[Position identification records]
-----

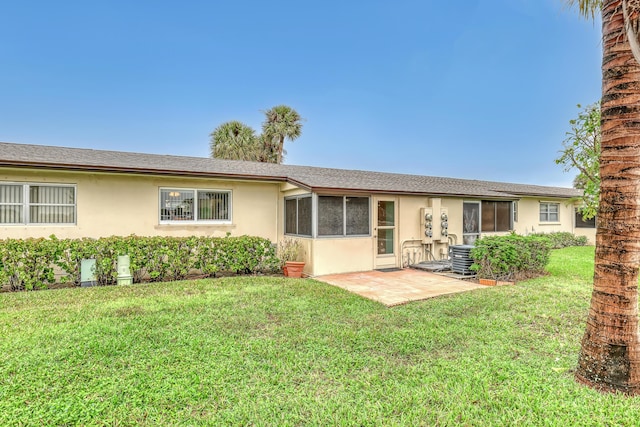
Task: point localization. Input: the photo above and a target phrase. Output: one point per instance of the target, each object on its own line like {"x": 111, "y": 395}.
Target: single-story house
{"x": 348, "y": 220}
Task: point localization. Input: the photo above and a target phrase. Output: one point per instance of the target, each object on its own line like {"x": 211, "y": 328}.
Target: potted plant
{"x": 291, "y": 255}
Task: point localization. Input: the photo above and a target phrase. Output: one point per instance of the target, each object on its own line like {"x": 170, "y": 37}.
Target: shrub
{"x": 511, "y": 257}
{"x": 30, "y": 263}
{"x": 563, "y": 239}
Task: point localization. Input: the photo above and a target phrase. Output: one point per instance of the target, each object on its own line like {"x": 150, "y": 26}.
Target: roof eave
{"x": 139, "y": 171}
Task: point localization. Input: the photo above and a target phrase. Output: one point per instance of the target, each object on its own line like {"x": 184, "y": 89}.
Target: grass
{"x": 272, "y": 351}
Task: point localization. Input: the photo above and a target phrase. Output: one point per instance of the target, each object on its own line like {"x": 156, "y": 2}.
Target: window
{"x": 549, "y": 212}
{"x": 496, "y": 216}
{"x": 297, "y": 214}
{"x": 343, "y": 216}
{"x": 37, "y": 204}
{"x": 584, "y": 223}
{"x": 180, "y": 204}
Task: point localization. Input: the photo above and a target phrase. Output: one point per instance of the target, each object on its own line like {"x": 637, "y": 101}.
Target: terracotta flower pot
{"x": 293, "y": 269}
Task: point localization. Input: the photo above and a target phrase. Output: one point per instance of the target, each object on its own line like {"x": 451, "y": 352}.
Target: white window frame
{"x": 297, "y": 199}
{"x": 344, "y": 217}
{"x": 548, "y": 213}
{"x": 195, "y": 219}
{"x": 26, "y": 204}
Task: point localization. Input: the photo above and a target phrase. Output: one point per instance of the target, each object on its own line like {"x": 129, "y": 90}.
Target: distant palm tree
{"x": 610, "y": 354}
{"x": 281, "y": 122}
{"x": 235, "y": 141}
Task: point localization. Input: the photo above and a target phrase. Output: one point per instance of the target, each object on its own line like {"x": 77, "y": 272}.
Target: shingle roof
{"x": 314, "y": 178}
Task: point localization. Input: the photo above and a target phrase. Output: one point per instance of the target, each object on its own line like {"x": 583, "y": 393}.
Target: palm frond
{"x": 587, "y": 8}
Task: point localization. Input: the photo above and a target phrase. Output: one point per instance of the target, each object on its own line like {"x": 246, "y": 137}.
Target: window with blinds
{"x": 183, "y": 204}
{"x": 37, "y": 204}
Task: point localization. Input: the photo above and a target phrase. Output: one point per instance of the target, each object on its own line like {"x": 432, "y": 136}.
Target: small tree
{"x": 235, "y": 141}
{"x": 581, "y": 151}
{"x": 282, "y": 122}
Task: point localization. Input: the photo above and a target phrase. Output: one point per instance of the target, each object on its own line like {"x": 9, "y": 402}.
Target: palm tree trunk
{"x": 610, "y": 355}
{"x": 280, "y": 148}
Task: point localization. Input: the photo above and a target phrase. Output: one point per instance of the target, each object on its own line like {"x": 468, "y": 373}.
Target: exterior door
{"x": 385, "y": 234}
{"x": 470, "y": 222}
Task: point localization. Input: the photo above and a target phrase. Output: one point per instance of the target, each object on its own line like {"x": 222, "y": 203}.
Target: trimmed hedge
{"x": 28, "y": 264}
{"x": 563, "y": 239}
{"x": 510, "y": 257}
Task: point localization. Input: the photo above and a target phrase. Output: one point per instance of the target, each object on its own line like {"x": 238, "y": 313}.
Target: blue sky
{"x": 477, "y": 89}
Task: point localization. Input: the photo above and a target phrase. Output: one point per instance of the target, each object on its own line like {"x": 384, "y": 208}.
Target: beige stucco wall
{"x": 118, "y": 204}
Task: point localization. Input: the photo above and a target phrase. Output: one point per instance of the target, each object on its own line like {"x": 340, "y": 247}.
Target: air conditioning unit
{"x": 461, "y": 259}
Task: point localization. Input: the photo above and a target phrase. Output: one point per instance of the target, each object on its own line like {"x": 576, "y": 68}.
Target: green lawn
{"x": 272, "y": 351}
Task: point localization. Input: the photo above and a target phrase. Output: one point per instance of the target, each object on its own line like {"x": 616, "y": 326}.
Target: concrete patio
{"x": 398, "y": 287}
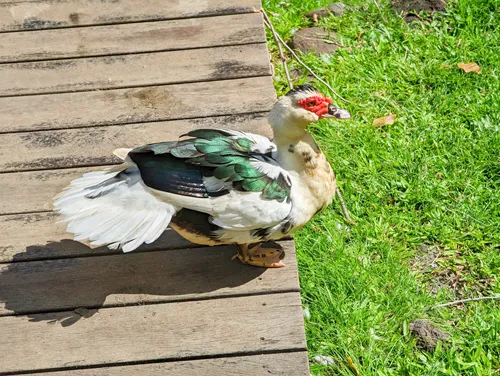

-----

» What you will do
Please locate every line above that contains the word "tree", treating uppercase and lowercase as different, and copy each of those lines.

» Written solution
Target: distant palm tree
Target: small tree
Target: palm tree trunk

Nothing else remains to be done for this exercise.